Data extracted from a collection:
---
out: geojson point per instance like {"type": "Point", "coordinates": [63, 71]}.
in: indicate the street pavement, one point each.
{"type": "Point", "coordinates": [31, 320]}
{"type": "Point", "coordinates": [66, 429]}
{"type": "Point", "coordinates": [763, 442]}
---
Exercise requirements: A complete, exact transcription of the records is needed.

Your solution:
out: geojson point per instance like {"type": "Point", "coordinates": [63, 71]}.
in: indicate the street pavement, one point each.
{"type": "Point", "coordinates": [31, 320]}
{"type": "Point", "coordinates": [66, 429]}
{"type": "Point", "coordinates": [763, 442]}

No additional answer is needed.